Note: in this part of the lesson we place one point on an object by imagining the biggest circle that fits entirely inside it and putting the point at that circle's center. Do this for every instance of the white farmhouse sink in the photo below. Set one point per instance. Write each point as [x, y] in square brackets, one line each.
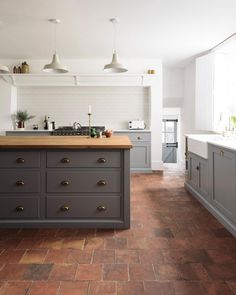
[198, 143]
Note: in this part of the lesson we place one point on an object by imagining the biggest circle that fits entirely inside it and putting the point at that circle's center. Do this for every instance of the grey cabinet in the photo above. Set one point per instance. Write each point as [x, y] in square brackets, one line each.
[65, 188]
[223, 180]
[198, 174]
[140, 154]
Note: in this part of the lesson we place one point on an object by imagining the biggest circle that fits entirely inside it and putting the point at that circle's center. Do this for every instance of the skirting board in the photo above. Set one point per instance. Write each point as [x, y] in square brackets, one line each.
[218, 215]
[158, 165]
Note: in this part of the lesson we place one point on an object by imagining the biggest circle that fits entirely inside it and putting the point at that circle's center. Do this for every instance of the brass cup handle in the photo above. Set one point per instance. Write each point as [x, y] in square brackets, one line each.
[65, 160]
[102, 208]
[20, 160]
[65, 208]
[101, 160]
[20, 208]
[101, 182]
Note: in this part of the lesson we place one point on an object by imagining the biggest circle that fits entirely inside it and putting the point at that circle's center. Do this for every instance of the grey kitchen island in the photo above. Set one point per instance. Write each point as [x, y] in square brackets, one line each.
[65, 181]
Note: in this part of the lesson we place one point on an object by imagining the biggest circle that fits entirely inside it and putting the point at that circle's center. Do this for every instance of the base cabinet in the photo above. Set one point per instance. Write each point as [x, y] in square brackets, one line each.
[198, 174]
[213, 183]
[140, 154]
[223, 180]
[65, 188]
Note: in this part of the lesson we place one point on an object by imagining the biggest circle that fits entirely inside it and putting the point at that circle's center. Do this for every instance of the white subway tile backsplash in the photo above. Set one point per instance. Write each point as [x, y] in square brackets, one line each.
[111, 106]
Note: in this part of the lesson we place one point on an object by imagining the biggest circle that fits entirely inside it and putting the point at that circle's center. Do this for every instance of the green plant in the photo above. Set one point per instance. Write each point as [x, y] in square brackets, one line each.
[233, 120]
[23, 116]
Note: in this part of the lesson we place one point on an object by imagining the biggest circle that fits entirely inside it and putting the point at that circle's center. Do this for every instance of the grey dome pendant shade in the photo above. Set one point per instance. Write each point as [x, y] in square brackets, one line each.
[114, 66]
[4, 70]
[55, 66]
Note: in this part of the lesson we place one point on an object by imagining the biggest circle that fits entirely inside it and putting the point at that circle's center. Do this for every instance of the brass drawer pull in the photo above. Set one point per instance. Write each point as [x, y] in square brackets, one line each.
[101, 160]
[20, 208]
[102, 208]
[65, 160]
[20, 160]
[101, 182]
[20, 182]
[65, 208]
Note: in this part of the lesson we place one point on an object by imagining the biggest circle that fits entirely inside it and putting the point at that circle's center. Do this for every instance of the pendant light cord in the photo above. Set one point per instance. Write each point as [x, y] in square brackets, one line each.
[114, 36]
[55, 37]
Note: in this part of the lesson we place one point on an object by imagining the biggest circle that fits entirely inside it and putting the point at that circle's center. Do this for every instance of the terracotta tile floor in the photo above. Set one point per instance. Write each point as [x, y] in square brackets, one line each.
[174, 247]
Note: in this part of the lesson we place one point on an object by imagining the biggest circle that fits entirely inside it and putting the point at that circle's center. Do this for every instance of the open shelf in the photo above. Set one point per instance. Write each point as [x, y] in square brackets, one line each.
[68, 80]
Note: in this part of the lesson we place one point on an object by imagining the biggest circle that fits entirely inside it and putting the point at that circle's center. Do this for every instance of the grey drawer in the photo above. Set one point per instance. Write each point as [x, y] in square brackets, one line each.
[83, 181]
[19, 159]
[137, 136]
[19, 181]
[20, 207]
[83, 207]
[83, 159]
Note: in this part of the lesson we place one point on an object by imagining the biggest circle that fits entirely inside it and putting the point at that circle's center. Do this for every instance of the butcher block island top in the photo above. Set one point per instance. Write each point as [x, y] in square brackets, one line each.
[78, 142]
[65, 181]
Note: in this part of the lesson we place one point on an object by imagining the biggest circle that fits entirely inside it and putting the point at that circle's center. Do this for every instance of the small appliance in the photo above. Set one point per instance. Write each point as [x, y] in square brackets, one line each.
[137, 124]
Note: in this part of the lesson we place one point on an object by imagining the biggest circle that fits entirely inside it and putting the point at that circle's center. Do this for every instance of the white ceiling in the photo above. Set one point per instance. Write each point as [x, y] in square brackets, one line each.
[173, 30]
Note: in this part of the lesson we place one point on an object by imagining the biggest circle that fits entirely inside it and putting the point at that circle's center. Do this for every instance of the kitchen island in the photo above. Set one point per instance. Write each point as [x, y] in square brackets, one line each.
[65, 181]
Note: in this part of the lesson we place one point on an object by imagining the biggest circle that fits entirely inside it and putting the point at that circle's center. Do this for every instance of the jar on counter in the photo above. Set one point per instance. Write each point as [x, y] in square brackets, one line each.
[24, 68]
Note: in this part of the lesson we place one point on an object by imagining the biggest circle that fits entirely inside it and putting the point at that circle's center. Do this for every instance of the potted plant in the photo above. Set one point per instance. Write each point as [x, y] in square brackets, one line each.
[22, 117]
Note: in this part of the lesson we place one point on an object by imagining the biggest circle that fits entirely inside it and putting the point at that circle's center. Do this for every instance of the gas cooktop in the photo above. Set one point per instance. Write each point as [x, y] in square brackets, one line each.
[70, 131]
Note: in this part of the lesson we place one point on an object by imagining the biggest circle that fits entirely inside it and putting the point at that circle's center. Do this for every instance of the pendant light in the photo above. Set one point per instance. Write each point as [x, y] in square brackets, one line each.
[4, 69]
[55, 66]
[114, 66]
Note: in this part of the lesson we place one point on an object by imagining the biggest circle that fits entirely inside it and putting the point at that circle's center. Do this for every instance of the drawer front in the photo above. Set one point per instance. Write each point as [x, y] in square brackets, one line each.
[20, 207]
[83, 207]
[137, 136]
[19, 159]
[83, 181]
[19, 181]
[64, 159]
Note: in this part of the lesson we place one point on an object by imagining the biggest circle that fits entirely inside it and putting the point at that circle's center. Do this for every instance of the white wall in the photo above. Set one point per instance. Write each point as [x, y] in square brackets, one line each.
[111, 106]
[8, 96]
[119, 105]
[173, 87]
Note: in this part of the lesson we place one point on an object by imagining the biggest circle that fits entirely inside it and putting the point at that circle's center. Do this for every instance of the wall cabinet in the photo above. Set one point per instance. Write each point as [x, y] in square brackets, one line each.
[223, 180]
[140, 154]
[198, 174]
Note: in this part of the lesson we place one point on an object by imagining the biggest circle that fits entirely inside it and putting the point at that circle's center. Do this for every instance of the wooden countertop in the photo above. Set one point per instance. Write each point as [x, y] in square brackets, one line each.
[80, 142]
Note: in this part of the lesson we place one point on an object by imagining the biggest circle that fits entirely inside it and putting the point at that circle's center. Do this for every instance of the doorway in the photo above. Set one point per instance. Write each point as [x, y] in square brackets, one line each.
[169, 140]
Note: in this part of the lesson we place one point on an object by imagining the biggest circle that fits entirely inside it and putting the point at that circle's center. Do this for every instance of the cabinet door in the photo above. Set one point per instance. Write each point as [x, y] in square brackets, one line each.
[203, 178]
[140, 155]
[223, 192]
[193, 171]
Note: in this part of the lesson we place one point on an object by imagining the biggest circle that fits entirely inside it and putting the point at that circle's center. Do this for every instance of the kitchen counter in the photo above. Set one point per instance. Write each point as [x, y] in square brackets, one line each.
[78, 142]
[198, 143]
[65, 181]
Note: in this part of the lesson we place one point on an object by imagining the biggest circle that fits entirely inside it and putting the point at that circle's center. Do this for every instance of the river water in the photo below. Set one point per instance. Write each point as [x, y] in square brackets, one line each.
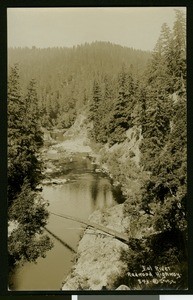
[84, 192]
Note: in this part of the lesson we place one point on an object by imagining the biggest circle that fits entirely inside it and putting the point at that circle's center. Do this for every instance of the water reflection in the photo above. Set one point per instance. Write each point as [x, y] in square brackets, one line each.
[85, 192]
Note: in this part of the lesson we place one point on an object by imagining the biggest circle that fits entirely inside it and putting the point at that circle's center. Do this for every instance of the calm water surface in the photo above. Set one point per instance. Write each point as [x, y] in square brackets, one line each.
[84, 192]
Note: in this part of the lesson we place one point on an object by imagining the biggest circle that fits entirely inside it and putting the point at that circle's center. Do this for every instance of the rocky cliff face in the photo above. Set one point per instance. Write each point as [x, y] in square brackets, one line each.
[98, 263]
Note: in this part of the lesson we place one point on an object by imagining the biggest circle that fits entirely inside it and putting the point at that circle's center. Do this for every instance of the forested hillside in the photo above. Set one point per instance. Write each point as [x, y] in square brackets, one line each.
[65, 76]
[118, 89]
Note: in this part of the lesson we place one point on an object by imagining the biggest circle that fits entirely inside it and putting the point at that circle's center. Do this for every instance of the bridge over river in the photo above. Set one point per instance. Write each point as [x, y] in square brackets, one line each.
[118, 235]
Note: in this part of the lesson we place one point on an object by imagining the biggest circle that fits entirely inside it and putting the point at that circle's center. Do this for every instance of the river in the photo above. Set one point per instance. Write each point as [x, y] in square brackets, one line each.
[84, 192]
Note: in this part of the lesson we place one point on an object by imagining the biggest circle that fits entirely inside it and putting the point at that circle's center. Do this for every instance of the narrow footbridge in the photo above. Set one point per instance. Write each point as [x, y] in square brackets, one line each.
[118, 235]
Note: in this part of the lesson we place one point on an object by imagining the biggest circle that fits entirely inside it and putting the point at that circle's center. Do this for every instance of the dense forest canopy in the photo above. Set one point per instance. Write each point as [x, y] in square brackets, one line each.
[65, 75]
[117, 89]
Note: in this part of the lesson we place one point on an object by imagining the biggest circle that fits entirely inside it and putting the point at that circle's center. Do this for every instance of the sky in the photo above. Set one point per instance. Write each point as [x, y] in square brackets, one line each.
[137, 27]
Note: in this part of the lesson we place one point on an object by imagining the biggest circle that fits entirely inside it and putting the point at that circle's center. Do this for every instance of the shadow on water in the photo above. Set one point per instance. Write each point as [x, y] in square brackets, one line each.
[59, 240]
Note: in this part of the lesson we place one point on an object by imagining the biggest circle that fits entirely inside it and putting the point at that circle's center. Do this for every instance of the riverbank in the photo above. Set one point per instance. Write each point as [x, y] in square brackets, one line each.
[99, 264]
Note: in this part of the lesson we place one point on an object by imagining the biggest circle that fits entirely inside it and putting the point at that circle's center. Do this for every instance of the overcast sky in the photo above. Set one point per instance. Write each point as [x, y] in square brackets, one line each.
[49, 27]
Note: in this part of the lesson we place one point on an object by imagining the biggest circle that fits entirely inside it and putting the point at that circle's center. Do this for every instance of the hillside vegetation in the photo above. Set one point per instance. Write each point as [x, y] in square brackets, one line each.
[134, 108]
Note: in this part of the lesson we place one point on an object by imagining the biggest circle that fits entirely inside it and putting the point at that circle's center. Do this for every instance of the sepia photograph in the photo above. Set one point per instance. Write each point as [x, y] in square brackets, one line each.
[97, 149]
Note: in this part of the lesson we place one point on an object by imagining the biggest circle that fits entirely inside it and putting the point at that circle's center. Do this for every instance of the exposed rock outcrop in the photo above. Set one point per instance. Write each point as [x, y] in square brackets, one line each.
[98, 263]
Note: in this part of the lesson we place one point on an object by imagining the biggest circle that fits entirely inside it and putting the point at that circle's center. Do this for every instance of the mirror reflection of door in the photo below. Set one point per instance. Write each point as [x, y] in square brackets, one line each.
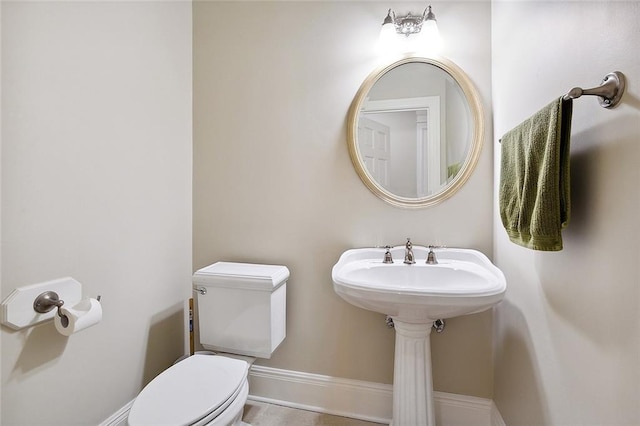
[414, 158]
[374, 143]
--
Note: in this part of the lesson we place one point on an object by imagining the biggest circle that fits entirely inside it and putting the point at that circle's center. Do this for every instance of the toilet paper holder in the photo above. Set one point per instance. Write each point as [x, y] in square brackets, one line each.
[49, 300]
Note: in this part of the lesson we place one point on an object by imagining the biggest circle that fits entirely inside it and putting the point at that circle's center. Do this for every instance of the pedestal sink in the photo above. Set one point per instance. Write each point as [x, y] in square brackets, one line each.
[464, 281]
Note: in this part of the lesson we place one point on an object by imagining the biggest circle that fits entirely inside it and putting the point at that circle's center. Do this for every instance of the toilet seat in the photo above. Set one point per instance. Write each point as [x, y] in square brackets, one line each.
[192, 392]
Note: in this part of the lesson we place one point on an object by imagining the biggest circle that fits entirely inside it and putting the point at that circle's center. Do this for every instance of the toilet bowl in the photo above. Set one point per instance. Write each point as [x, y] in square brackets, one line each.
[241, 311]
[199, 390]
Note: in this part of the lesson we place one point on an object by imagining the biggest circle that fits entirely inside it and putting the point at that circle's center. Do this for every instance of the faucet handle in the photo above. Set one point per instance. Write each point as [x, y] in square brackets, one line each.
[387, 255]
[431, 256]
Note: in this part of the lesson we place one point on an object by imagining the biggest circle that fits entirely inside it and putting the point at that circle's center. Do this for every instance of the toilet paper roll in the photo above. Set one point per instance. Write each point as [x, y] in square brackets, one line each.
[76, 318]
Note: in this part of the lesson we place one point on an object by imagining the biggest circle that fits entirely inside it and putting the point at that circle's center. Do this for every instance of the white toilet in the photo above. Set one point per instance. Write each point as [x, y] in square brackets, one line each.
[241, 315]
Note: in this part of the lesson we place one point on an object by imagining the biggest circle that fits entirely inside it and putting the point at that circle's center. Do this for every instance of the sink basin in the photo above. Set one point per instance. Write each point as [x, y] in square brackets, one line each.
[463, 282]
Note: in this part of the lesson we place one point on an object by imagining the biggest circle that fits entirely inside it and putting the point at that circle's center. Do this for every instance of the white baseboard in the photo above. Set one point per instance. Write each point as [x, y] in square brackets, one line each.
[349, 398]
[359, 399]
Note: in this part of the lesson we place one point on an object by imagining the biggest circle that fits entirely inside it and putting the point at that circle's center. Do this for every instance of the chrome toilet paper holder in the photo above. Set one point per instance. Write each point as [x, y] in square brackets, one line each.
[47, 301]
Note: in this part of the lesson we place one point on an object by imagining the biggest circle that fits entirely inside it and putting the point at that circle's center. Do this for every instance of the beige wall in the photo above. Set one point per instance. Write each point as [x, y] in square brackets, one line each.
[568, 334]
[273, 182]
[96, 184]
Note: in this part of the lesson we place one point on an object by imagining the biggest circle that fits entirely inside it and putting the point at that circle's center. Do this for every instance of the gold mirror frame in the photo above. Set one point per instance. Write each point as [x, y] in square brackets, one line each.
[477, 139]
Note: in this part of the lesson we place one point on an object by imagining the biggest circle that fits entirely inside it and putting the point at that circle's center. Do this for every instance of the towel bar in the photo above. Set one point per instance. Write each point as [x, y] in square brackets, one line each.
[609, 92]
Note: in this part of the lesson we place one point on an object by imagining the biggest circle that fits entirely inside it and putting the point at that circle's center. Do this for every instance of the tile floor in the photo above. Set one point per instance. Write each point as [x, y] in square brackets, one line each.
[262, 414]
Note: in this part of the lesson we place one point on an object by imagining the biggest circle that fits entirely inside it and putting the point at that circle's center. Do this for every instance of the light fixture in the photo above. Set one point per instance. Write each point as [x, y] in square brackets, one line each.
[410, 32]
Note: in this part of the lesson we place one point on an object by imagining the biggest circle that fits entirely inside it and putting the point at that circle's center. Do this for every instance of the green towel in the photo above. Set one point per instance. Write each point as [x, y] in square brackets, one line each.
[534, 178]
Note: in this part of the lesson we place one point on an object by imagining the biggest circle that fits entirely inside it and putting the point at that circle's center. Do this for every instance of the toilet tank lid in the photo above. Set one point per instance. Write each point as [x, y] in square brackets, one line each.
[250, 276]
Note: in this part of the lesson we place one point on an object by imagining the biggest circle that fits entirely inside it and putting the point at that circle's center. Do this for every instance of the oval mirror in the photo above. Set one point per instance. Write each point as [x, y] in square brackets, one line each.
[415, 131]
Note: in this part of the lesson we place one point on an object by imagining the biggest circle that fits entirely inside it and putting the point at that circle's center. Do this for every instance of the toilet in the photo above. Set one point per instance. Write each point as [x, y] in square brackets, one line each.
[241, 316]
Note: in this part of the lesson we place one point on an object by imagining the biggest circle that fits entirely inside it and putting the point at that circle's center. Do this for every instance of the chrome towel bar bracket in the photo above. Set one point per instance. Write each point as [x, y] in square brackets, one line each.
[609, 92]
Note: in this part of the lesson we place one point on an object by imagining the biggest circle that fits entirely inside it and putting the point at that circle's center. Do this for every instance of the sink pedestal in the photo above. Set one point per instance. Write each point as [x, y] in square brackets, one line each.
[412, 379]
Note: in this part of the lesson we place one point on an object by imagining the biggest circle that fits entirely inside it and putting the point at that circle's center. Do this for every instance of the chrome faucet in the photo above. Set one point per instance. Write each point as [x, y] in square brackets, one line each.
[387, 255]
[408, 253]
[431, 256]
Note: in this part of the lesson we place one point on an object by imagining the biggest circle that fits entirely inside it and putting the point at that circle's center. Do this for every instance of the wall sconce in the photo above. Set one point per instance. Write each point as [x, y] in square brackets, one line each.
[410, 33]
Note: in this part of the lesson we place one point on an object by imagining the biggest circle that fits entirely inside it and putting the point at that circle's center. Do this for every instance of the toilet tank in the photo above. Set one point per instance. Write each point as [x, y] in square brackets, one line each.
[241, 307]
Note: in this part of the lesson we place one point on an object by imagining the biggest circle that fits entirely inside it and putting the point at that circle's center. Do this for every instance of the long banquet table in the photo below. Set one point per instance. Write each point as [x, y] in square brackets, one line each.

Set exercise =>
How many lines of the records above contain the word "frame"? Reply with the number alone.

Output of the task =>
1